Your tasks:
a – Could you copy the GCP ingestion architecture document word for word, from "Must copy messages" up to and including "order (implementations here)"?
b – Can you carry the GCP ingestion architecture document forward from the point where it currently ends?

[Article start]

GCP Ingestion Architecture

This document specifies the architecture for GCP Ingestion as a whole.

Architecture Diagram

diagram.mmd

The Kubernetes Ingestion Edge sends messages from Producers (e.g. Firefox) to PubSub Raw Topics
The Dataflow Landfill Sink job copies messages from PubSub Raw Topics to Cloud Storage
The Dataflow Decoder job decodes messages from PubSub Raw Topics to PubSub Decoded Topics
The Dataflow Decoder job checks for existence of document_ids in Cloud Memorystore in order to deduplicate messages
The Dataflow Republisher job reads messages from PubSub Decoded Topics, marks them as seen in Cloud Memorystore and republishes them to various lower volume derived topics including Monitoring Sample Topics and Per DocType Topics
The Dataflow BigQuery Sink job copies messages from PubSub Decoded Topics to BigQuery
The Dataflow Dataset Sink job copies messages from PubSub Decoded Topics to Cloud Storage

Architecture Components

Ingestion Edge

Must send messages from producers to PubSub topics
Must store messages on disk when PubSub is unavailable
Must attempt to deliver all new messages to PubSub before storing on disk
Must not be scaled down when there are messages on disk
Must respond server error if PubSub and disk are both unavailable
Must use a 5XX error error code
Must accept configuration mapping uri to PubSub Topic
Expected initial topics are Structured Ingestion, Telemetry, and Pioneer
Must accept configuration defining HTTP headers to capture

Landfill Sink

Must copy messages from PubSub topics to Cloud Storage
This copy may be for backfill, recovery, or testing
Must not ack messages read from PubSub until they are delivered
Must accept configuration mapping PubSub topics to Cloud Storage locations
Should retry transient Cloud Storage errors indefinitely
Should use exponential back-off to determine retry timing

Decoder

Must decode messages from PubSub topics to PubSub topics
Must not ack messages read from PubSub until they are delivered
Must apply the following transforms in order (implementations here)
Parse uri attribute into multiple attributes
Gzip decompress payload if gzip compressed
Validate payload using a JSON Schema determined by attributes
Parse x_pipeline_proxy attribute; if present with a valid value in the edge submission timestamp format, archive the value of submission_timestamp to proxy_timestamp and replace with the x_pipeline_proxy value
Resolve GeoIP from remote_addr or x_forwarded_for attribute into geo_* attributes
Parse agent attribute into user_agent_* attributes
Produce normalized_ variants of select attributes
Inject normalized_ attributes at the top level and other select attributes into a nested metadata top level key in payload
Should deduplicate messages based on the document_id attribute using Cloud MemoryStore
Must ensure at least once delivery, so deduplication is only "best effort"

[Article end]
[Raw data start]

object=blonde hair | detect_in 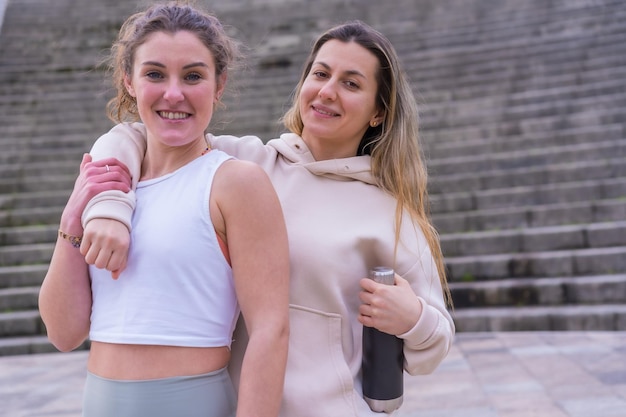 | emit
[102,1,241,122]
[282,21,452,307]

[Raw data end]
[Raw data start]

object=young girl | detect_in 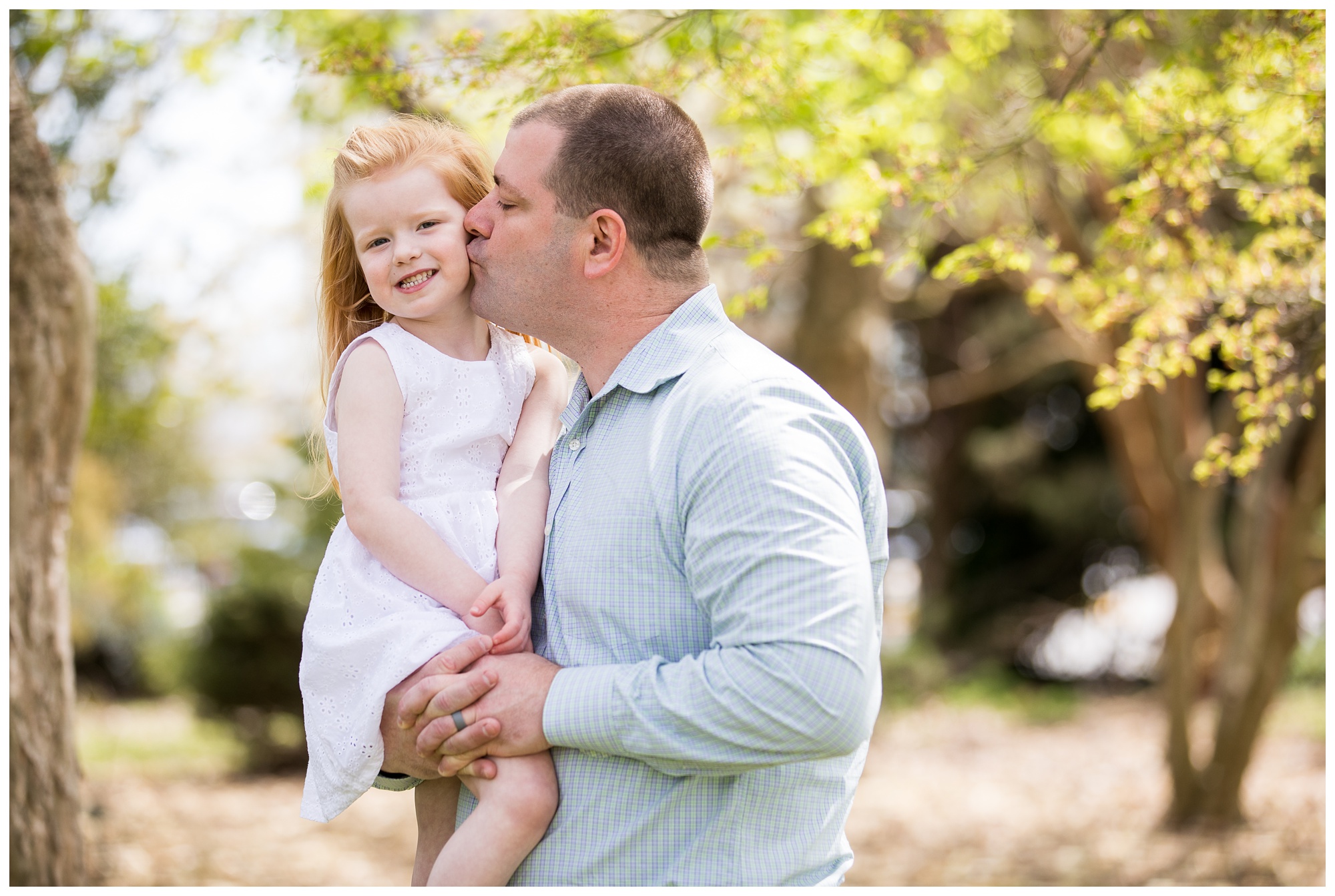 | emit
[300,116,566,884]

[Raw data end]

Solved tasks:
a –
Must copy messages from PubSub topics to Cloud Storage
This copy may be for backfill, recovery, or testing
Must not ack messages read from PubSub until they are delivered
Must accept configuration mapping PubSub topics to Cloud Storage locations
Should retry transient Cloud Storage errors indefinitely
Should use exponential back-off to determine retry timing

Decoder

Must decode messages from PubSub topics to PubSub topics
Must not ack messages read from PubSub until they are delivered
Must apply the following transforms in order (implementations here)

b –
Should delay deduplication to the latest possible stage of the pipeline to minimize the time window between an ID being marked as seen in Republisher and it being checked in Decoder
Must send messages rejected by transforms to a configurable error destination
Must allow error destinations in PubSub and Cloud Storage

Republisher

Must copy messages from PubSub topics to PubSub topics
Must attempt to publish the document_id of each consumed message to Cloud MemoryStore
ID publishing should be "best effort" but must not prevent the message proceeding to further steps in case of errors reaching Cloud MemoryStore
Must ack messages read from PubSub after they are delivered to all matching destinations
Must not ack messages read from PubSub before they are delivered to all matching destinations
Must accept configuration enabling republishing of messages to a debug topic if they contain an x_debug_id attribute
Must accept a compile-time parameter enabling or disabling debug republishing
Must accept a runtime parameter defining the destination topic
Must accept configuration enabling republishing of a random sample of the input stream
Must accept a compile-time parameter setting the sample ratio
Must accept a runtime parameter defining the destination topic
Must accept configuration mapping document_types to PubSub topics
Must accept a compile-time parameter defining a topic pattern string (may be promoted to runtime if Dataflow adds support for PubSub topic names defined via NestedValueProvider)
Must accept a compile-time parameter defining which document_types to republish
Must only deliver messages with configured destinations
Must accept configuration mapping document_namespaces to PubSub topics
Must accept a compile-time parameter defining a map from document namespaces to topics
Must only deliver messages with configured destinations
Must accept optional configuration for sampling telemetry data
Must accept a compile-time parameter defining a topic pattern string (may be promoted to runtime if Dataflow adds support for PubSub topic names defined via NestedValueProvider)
Must accept compile-time parameters defining the sampling ratio for each channel (nightly, beta, and release)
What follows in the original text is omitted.